[[ Text section open ]]
PSP is a rare disease with an estimated prevalence of 3–6/100000 (Respondek et al., 2017); However, it is worth noting that this prevalence data mainly reflected the occurrence of PSP-RS (Stamelou et al., 2019). The true prevalence of PSP is likely underestimated due to insufficient recognition of vPSP. Among the different phenotypes, PSP-RS is the most common, followed by PSP-parkinsonism (PSP-P) (Alster et al., 2020). Although Movement Disorder Society new clinical diagnostic criteria for PSP (MDS-PSP) were published in 2017, aiming to include all PSP subtypes early, clinicians still have difficulties in diagnosing the vPSP phenotype (Höglinger et al., 2017; Ali et al., 2019).

There was a delay, usually 3 years, from the onset of symptoms to the diagnosis of PSP (Cui et al., 2020). That is halfway through the illness. PSP is a uniformly fatal disease without effective therapies, but treatment can be helpful. Moreover, potential disease-modifying therapies for PSP heighten the need for early, accurate clinical diagnosis (Boxer et al., 2017; Höglinger et al., 2017; Jabbari et al., 2020); therefore, early recognition and correct diagnosis of PSP is essential.
[[ Text section closed ]]
## Work request:
According to the PSP text, why is the true prevalence of PSP likely underestimated? Please answer in one to three sentences.
[[ Records open ]]
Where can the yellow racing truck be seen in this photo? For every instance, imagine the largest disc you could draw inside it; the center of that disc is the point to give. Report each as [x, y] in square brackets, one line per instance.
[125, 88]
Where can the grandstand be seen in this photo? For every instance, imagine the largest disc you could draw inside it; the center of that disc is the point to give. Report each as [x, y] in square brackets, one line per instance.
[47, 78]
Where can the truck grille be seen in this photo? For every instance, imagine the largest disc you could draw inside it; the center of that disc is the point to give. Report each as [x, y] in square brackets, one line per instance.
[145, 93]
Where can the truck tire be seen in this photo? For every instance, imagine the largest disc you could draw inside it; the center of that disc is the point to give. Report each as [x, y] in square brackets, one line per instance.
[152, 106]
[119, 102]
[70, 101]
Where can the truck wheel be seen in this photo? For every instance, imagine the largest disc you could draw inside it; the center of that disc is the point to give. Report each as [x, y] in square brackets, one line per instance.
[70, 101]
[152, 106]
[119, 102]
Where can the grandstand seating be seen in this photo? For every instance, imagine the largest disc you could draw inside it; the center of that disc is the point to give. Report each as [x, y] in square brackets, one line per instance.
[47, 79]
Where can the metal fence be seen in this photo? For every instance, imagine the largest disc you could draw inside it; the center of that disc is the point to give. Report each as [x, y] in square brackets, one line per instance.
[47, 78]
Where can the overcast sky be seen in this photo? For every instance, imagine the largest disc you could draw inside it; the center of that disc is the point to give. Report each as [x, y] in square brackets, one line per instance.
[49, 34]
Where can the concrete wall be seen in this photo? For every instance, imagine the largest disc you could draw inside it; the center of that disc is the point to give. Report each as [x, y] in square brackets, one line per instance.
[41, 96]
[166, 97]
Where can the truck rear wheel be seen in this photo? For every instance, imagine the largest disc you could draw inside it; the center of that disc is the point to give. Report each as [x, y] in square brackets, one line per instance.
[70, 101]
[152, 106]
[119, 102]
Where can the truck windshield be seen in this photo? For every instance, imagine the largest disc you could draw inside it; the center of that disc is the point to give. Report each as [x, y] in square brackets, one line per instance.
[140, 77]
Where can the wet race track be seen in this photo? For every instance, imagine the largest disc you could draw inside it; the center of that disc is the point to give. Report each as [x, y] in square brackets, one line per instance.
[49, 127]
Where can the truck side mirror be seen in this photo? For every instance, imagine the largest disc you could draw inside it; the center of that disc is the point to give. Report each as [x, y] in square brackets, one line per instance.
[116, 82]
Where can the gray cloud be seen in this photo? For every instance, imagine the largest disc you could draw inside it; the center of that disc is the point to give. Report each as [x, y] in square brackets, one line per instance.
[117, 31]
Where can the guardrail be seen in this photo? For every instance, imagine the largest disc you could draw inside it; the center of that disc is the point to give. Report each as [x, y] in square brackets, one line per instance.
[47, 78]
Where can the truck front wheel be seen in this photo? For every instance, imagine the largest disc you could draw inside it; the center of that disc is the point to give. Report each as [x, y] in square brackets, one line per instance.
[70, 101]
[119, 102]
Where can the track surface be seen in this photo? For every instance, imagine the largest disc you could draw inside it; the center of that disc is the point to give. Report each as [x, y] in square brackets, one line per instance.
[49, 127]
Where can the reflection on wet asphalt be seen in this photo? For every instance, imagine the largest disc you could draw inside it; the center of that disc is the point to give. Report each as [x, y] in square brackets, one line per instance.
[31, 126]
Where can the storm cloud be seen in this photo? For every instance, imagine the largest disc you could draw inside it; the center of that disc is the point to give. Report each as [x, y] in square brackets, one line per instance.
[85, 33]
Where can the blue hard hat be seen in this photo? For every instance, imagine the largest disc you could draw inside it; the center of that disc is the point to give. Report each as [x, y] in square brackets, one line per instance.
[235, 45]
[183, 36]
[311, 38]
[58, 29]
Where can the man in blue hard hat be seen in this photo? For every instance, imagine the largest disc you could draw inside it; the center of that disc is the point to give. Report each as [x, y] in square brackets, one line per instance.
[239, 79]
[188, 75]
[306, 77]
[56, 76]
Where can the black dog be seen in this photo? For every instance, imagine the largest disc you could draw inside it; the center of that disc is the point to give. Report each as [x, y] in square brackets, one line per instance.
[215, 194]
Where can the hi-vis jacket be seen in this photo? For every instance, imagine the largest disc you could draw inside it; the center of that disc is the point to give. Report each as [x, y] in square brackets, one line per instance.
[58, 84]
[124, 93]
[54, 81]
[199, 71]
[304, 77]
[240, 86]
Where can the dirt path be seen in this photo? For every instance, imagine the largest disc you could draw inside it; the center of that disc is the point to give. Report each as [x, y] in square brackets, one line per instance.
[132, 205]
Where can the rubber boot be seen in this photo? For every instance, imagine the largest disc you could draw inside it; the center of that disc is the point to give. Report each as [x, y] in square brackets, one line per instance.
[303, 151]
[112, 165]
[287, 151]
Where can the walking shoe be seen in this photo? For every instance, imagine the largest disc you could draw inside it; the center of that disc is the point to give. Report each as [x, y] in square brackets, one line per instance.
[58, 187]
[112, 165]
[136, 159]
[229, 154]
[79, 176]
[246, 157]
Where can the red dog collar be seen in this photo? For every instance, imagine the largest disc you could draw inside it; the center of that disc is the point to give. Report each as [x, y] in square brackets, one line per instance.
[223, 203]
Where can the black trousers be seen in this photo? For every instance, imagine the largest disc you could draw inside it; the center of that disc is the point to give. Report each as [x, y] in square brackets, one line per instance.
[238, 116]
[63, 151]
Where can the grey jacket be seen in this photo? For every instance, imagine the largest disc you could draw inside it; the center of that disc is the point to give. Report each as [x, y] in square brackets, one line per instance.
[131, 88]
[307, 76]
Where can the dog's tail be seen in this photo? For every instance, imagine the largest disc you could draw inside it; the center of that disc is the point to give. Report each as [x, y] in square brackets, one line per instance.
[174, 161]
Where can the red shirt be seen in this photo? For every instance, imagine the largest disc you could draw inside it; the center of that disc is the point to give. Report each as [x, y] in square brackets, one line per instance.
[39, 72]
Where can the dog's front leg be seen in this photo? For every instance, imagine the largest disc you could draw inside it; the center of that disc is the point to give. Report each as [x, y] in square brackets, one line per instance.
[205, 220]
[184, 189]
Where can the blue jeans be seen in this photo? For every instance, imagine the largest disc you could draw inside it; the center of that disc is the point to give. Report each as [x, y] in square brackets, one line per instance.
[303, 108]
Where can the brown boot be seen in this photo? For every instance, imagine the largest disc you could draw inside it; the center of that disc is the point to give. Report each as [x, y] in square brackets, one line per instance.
[[ Records closed ]]
## Response box:
The estimated prevalence of 3–6/100000 mainly reflected the occurrence of PSP-RS. The true prevalence is likely underestimated because vPSP is insufficiently recognized.